SHORT EXERCISE
Gather every line of the data that contains the word "rear", matching case exactly.

SUPPLIED MATERIAL
=======
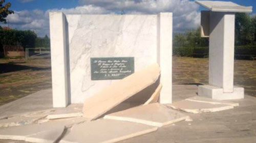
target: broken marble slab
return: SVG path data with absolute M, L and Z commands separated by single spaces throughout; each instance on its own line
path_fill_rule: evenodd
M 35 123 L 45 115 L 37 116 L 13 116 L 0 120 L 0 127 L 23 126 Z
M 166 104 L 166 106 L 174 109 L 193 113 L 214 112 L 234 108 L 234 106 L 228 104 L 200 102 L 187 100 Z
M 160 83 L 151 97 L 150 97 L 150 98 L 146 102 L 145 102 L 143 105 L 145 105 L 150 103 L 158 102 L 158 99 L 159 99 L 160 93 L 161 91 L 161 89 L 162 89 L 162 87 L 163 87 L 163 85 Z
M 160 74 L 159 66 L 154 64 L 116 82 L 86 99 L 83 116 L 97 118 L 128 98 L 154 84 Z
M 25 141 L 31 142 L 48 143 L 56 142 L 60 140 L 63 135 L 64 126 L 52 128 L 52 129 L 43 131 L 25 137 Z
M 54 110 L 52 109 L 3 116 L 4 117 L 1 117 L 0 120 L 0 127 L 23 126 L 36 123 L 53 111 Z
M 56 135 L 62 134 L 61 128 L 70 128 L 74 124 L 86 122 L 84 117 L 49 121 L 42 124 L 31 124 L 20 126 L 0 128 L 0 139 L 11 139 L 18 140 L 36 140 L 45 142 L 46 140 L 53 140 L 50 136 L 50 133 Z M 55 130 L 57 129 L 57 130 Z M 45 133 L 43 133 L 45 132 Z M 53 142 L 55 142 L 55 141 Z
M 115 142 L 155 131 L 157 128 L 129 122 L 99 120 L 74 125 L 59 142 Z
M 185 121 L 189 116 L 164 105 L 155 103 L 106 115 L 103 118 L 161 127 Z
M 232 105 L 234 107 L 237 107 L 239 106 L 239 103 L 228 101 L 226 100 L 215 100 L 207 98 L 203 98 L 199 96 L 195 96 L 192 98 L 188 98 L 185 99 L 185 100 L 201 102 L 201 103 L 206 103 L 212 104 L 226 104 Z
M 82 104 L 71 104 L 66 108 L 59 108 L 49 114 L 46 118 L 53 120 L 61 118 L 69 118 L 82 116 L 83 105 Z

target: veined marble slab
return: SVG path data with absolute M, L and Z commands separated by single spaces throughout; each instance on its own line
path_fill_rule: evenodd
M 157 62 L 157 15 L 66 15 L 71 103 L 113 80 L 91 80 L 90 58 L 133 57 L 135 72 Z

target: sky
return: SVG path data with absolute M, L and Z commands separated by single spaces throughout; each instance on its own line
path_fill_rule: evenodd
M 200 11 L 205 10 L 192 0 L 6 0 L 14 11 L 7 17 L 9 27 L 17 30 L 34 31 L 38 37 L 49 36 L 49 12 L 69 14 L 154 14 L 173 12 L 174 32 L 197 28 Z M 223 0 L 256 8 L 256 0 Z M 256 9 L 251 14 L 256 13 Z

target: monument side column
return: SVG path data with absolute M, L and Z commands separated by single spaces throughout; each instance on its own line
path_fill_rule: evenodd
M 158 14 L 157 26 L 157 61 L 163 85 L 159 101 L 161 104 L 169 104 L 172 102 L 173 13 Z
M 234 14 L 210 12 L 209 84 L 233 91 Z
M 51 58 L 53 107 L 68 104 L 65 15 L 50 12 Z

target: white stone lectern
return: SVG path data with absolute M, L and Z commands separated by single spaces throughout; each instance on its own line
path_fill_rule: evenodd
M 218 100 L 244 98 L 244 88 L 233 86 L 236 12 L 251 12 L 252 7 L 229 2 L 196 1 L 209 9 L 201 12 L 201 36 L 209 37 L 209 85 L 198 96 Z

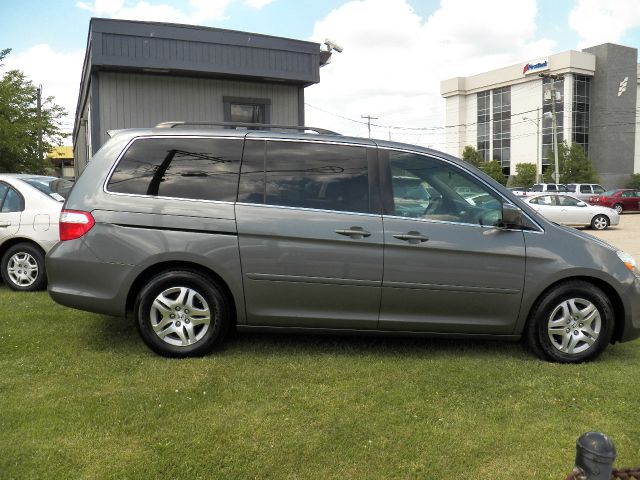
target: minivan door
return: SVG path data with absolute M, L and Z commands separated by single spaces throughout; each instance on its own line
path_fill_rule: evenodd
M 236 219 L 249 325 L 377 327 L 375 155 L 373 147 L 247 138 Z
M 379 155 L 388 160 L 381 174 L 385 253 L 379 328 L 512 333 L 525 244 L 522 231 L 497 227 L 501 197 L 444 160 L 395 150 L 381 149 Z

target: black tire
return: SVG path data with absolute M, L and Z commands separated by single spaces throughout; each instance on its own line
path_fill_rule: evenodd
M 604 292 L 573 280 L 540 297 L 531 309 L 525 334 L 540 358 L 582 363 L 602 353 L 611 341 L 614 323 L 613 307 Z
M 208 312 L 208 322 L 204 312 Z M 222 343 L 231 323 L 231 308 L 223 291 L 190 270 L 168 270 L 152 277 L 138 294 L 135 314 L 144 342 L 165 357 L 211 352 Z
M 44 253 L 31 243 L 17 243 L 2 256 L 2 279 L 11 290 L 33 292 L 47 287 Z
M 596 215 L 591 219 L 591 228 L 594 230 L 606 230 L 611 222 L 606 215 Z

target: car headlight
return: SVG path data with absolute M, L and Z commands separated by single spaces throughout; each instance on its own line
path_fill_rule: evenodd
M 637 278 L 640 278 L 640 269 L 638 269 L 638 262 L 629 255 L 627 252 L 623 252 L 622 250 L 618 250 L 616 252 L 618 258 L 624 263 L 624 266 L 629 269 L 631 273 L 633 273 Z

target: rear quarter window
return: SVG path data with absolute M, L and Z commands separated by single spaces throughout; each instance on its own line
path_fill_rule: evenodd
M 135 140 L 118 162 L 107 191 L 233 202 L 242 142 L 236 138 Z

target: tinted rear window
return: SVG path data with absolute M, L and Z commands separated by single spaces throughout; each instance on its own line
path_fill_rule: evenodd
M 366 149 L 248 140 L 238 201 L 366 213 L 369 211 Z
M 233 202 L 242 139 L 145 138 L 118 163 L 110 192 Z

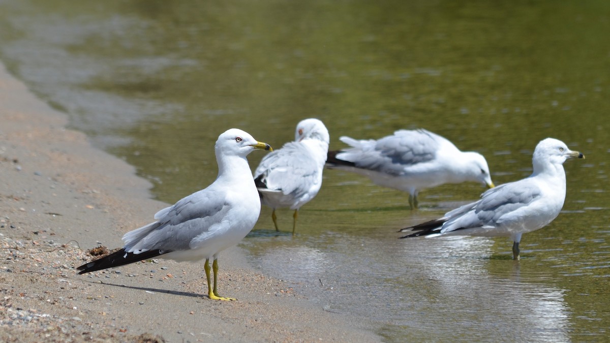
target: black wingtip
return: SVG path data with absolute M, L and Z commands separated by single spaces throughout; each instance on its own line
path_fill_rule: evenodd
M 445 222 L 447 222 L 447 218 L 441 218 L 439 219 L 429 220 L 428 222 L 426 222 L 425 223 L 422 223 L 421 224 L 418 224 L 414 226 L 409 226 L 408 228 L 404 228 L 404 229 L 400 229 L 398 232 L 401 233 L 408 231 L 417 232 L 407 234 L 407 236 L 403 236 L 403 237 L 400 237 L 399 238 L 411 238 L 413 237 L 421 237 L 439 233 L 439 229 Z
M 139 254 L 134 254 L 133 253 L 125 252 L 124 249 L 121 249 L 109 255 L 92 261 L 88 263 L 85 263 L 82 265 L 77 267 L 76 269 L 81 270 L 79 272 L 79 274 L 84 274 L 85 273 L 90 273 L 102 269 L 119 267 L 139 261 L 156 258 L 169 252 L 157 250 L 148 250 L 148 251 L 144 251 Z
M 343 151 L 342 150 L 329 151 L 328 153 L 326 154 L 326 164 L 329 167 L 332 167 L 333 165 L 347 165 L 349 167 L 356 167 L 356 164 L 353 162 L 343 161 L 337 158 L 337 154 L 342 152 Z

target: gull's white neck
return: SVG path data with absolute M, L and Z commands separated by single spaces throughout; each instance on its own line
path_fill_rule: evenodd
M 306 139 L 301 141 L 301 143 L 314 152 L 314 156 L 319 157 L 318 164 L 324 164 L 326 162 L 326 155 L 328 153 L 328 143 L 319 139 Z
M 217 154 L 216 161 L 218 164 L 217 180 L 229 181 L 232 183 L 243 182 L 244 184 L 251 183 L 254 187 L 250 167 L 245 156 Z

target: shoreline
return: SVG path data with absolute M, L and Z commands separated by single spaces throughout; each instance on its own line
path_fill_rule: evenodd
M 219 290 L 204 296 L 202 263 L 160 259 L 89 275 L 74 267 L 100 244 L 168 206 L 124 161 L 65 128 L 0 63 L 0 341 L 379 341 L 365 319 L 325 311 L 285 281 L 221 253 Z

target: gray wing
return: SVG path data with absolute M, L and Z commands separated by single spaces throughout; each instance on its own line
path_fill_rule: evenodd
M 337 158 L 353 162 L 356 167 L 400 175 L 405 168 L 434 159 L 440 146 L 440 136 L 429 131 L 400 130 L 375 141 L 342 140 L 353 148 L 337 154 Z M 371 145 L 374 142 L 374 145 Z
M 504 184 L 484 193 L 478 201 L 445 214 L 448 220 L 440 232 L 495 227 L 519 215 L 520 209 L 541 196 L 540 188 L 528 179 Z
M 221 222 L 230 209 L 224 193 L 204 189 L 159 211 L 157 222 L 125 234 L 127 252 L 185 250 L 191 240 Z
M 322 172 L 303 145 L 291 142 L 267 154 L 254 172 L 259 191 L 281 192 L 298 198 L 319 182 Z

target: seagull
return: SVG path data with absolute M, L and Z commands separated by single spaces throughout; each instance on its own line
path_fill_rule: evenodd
=======
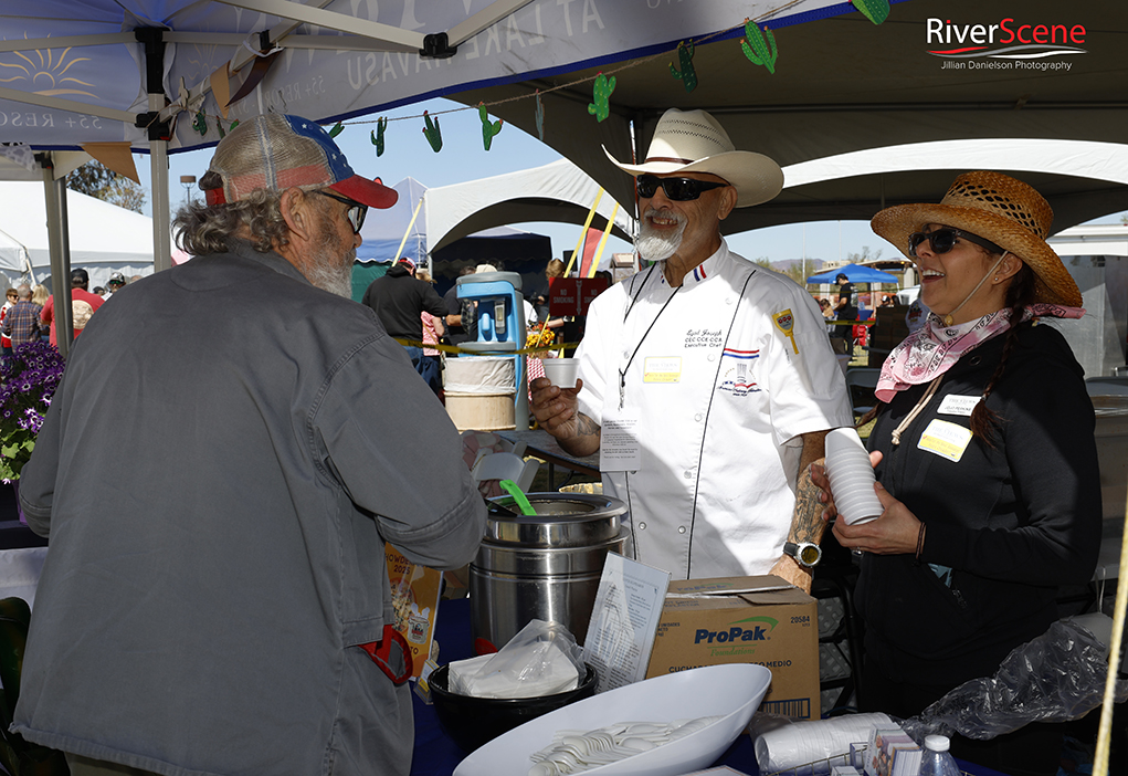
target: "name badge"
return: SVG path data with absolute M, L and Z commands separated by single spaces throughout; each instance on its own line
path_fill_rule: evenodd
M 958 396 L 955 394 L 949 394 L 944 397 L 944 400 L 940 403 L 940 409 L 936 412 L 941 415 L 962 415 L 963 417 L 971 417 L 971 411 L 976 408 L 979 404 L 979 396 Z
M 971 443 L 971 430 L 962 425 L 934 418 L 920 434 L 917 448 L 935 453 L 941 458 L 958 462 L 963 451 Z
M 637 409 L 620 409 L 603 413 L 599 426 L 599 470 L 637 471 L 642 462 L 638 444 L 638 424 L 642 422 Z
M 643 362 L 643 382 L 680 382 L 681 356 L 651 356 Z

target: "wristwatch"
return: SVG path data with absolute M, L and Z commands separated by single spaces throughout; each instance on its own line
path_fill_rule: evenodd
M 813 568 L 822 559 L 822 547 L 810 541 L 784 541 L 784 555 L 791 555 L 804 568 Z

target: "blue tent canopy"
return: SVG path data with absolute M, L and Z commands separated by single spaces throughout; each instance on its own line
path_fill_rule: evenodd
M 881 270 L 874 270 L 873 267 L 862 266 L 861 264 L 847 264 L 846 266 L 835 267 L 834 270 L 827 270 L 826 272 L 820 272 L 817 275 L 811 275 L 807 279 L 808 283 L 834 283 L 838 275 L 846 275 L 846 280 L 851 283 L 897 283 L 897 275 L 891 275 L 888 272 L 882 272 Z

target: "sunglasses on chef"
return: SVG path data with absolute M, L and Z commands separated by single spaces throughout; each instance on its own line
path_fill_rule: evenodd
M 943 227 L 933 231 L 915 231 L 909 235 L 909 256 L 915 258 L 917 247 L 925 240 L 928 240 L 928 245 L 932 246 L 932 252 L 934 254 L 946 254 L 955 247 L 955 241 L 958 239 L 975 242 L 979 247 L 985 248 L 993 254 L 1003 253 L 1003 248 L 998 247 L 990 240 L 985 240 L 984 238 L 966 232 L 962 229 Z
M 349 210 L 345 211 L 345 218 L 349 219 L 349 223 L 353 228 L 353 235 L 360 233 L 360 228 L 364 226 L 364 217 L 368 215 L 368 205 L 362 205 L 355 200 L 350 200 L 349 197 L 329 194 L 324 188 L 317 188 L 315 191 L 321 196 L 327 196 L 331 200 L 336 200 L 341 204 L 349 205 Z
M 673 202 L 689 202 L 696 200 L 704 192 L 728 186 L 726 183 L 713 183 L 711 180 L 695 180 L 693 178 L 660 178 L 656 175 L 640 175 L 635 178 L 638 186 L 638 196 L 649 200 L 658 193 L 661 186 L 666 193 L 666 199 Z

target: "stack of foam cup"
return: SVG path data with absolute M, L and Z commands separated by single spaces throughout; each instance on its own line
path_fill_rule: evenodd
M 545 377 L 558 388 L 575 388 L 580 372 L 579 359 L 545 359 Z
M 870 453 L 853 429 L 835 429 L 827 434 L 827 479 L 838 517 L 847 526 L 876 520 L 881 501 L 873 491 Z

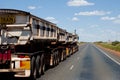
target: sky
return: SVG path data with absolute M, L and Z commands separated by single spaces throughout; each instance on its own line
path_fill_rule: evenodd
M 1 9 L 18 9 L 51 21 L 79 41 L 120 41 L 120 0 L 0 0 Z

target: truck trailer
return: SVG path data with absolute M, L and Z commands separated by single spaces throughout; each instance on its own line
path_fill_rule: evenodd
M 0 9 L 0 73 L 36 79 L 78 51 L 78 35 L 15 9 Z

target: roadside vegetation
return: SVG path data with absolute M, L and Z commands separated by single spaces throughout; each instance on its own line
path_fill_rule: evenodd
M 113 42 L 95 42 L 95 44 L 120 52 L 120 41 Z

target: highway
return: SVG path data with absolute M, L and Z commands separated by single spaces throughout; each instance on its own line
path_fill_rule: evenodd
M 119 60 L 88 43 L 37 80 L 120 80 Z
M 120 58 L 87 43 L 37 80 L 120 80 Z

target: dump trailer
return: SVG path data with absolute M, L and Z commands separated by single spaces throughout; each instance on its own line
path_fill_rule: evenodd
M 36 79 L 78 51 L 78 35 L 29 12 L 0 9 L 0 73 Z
=======
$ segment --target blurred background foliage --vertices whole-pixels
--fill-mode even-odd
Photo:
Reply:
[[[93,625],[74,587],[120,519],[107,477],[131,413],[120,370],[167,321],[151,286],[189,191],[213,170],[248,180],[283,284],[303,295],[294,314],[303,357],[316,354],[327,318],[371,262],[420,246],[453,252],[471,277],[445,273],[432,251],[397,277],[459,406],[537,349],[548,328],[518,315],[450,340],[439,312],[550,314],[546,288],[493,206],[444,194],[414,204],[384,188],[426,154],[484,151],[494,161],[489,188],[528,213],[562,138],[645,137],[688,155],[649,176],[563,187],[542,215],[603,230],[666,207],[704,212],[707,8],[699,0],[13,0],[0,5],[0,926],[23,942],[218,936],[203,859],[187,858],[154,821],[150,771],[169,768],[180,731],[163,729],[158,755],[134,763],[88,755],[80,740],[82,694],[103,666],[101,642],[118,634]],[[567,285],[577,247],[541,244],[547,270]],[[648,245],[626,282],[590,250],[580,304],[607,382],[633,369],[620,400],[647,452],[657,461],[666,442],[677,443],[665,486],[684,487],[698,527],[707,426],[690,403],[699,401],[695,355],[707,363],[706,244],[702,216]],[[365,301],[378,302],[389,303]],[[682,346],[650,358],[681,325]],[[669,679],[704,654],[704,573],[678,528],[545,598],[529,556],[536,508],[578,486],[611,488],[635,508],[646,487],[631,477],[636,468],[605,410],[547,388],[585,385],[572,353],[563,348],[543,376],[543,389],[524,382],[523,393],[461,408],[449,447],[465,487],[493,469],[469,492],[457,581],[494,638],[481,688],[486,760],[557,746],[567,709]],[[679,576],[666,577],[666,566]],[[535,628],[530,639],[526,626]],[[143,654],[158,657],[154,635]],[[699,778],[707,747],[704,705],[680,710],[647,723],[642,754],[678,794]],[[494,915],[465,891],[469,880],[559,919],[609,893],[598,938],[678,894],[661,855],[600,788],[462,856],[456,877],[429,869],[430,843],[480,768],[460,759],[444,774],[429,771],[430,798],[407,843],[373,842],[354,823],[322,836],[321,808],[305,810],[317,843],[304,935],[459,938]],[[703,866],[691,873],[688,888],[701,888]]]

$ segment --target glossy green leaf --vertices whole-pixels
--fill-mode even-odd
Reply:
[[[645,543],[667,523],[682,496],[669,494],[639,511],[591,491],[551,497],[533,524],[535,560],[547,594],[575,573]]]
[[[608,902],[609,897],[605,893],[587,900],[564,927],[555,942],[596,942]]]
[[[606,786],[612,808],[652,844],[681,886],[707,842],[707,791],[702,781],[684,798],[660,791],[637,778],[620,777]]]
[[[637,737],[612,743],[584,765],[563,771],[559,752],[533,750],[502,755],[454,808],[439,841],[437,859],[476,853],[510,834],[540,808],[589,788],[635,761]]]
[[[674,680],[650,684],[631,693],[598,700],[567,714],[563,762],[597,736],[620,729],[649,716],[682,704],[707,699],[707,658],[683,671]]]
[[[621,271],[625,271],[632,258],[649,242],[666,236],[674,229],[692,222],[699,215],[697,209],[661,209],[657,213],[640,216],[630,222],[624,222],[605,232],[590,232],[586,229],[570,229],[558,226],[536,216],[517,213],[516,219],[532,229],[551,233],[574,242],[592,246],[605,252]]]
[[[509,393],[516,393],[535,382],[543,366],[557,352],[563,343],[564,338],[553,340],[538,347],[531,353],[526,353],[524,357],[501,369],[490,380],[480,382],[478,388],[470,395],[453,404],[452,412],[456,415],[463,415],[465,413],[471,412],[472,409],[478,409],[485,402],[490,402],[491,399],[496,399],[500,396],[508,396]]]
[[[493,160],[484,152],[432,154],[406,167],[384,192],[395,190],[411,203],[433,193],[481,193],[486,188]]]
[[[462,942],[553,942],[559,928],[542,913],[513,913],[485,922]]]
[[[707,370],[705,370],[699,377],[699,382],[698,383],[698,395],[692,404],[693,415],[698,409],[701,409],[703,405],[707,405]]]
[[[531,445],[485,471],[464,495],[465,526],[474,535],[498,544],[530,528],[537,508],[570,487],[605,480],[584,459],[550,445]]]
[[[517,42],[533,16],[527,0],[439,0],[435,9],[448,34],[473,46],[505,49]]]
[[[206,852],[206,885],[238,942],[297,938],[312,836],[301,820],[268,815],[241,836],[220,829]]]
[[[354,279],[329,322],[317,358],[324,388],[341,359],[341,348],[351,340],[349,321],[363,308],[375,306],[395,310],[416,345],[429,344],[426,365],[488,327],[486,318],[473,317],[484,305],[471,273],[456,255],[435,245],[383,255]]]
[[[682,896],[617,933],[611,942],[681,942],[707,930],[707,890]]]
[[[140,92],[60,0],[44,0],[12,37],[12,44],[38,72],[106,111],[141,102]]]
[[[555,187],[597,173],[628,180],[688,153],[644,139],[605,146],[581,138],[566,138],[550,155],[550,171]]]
=======
ANSWER TO THIS PROBLEM
target: rear quarter window
target: tinted rear window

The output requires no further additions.